**Records drawn from a data source**
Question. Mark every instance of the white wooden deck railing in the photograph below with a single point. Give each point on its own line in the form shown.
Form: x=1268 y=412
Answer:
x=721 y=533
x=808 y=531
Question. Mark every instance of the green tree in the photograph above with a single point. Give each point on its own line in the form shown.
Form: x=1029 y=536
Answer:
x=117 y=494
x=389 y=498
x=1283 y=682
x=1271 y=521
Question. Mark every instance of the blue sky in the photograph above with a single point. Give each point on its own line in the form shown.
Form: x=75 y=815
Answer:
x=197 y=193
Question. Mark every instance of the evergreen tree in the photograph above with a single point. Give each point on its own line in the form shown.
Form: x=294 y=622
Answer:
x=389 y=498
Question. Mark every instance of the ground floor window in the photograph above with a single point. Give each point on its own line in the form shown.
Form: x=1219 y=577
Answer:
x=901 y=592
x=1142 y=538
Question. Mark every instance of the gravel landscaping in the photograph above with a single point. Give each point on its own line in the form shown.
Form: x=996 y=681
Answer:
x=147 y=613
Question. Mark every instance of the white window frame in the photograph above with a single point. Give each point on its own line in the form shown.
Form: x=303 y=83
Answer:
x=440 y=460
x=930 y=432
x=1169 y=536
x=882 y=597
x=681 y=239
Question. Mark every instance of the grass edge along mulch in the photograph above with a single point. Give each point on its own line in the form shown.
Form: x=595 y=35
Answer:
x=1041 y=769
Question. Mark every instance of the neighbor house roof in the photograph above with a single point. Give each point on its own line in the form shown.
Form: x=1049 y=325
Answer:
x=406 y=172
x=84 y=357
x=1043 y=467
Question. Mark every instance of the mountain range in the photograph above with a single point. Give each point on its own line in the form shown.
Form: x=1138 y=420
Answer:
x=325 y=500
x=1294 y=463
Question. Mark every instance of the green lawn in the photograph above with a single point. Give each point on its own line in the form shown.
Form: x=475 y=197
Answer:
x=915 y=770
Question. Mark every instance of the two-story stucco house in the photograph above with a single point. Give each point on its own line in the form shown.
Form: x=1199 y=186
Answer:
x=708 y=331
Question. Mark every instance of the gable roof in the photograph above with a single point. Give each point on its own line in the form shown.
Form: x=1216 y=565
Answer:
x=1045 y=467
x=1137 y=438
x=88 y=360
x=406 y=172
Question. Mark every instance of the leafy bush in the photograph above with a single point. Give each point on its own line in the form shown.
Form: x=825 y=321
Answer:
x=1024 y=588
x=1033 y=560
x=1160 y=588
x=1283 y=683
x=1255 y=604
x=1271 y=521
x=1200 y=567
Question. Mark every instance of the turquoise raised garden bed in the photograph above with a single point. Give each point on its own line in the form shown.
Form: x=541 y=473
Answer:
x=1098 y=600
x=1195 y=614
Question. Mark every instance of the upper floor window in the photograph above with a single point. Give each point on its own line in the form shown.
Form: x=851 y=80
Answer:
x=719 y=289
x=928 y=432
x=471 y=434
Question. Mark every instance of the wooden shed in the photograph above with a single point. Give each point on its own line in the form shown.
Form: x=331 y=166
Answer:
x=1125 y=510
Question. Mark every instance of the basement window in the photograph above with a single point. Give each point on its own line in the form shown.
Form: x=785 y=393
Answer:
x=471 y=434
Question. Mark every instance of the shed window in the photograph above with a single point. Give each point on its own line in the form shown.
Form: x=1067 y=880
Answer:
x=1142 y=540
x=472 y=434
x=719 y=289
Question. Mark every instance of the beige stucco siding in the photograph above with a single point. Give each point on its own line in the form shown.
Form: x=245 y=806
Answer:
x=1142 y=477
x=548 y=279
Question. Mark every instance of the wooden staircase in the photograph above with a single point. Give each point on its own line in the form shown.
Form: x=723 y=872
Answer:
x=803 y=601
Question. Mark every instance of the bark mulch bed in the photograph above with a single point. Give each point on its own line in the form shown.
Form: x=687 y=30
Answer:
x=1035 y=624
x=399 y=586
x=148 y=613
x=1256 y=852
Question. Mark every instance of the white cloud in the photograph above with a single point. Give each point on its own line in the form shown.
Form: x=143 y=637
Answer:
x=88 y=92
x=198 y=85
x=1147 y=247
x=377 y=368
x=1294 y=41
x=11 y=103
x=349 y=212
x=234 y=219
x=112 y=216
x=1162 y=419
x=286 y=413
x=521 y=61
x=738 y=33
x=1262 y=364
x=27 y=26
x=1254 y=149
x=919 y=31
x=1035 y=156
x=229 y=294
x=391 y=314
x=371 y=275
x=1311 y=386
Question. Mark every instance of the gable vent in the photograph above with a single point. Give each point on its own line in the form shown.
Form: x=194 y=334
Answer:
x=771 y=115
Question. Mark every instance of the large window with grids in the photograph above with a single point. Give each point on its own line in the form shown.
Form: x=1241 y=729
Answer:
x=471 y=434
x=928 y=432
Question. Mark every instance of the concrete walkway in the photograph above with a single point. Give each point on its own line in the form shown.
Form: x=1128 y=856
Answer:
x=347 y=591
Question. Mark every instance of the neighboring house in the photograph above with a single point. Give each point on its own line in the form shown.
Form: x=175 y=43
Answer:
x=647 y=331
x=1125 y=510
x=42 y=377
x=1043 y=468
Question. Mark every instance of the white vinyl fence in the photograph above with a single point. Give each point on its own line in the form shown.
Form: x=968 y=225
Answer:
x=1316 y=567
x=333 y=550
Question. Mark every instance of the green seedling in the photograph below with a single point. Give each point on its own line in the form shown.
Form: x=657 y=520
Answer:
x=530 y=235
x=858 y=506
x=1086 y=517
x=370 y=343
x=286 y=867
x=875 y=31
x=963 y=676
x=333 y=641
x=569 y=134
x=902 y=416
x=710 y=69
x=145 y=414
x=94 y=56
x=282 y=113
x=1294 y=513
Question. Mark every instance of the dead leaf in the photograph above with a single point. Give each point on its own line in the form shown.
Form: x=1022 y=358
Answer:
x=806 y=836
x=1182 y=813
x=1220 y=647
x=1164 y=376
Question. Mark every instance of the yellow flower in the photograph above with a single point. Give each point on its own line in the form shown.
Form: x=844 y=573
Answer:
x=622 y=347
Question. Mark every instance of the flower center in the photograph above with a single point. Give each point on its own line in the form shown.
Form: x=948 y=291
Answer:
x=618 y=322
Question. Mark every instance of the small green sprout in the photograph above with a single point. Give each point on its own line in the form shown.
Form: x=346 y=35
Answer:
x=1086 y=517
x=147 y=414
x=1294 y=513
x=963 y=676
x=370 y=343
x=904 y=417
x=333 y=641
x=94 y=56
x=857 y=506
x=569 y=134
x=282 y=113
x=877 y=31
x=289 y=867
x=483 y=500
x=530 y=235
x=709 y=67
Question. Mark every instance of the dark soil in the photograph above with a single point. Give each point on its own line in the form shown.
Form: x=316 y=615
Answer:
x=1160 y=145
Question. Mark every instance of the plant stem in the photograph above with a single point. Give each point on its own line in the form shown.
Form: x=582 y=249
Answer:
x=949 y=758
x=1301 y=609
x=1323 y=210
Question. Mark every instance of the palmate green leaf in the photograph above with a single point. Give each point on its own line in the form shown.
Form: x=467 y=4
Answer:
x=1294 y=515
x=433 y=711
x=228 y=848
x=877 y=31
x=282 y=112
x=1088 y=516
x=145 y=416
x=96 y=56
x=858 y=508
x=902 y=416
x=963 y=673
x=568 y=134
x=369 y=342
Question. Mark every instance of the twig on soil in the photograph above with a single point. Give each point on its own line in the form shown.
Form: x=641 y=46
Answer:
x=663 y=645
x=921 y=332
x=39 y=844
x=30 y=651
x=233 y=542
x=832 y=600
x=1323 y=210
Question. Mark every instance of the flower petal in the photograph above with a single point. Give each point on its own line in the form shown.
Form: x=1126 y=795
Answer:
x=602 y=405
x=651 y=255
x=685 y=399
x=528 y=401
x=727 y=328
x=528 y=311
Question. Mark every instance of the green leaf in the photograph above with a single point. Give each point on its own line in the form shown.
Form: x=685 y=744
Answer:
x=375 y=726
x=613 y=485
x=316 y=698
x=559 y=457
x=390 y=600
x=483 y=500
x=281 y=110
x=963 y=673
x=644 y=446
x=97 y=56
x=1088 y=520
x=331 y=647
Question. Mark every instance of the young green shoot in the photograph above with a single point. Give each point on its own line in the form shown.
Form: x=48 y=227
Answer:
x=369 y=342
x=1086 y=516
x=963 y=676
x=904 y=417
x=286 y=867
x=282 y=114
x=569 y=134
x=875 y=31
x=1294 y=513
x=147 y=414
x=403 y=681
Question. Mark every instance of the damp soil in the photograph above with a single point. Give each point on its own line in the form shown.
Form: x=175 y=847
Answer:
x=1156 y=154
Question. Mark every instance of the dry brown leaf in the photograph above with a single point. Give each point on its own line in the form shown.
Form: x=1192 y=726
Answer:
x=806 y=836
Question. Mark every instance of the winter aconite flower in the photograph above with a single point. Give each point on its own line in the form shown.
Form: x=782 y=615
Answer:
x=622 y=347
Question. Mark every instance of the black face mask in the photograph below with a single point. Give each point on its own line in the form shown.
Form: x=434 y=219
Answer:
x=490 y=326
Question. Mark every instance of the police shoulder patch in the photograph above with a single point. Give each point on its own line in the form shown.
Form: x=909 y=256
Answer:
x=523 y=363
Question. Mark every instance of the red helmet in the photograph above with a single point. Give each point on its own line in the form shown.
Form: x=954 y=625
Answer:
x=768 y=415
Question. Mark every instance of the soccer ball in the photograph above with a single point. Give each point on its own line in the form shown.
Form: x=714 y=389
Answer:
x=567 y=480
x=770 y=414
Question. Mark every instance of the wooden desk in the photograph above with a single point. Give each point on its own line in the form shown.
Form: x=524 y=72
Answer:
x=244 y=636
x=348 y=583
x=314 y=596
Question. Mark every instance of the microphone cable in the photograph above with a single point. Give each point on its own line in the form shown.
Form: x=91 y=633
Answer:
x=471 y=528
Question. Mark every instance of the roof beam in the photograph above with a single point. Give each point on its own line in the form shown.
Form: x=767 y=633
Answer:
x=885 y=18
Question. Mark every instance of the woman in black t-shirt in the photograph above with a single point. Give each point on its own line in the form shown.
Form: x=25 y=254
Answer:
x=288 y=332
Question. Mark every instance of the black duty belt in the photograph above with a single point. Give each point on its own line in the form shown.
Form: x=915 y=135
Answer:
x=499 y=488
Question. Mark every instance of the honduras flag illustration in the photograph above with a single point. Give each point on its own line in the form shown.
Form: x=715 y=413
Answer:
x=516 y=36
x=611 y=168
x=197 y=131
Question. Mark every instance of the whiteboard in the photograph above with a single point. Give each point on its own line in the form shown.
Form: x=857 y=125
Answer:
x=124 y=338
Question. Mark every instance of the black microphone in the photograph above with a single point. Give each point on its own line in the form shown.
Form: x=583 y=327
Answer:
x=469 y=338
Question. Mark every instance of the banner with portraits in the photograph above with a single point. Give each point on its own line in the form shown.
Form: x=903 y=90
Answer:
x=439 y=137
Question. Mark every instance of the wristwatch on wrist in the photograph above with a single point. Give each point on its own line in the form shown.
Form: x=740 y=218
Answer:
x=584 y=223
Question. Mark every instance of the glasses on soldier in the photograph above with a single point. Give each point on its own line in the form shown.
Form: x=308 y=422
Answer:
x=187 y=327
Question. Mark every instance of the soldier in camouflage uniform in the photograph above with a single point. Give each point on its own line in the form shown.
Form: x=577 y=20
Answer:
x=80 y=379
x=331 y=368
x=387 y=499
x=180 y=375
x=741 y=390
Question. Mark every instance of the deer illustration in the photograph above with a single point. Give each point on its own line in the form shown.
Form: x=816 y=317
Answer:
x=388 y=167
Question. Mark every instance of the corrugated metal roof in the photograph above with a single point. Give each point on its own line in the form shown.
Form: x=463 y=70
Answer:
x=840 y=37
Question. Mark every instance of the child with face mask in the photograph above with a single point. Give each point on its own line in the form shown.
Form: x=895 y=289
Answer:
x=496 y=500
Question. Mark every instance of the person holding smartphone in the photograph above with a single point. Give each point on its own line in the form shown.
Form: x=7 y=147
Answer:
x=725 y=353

**PROBLEM REQUIREMENTS**
Starting with the line that contains "Question. Mark every instance of the woman" and going on through the line that contains "x=288 y=332", output those lines of the entries above as a numbered list, leaving out any blank lines.

**COMPLETED TASK**
1. Question. Mark every instance of the woman in black t-shirt in the photograph above with a single point. Give each point on its own line in the form shown.
2. Form: x=25 y=254
3. Answer:
4. x=288 y=332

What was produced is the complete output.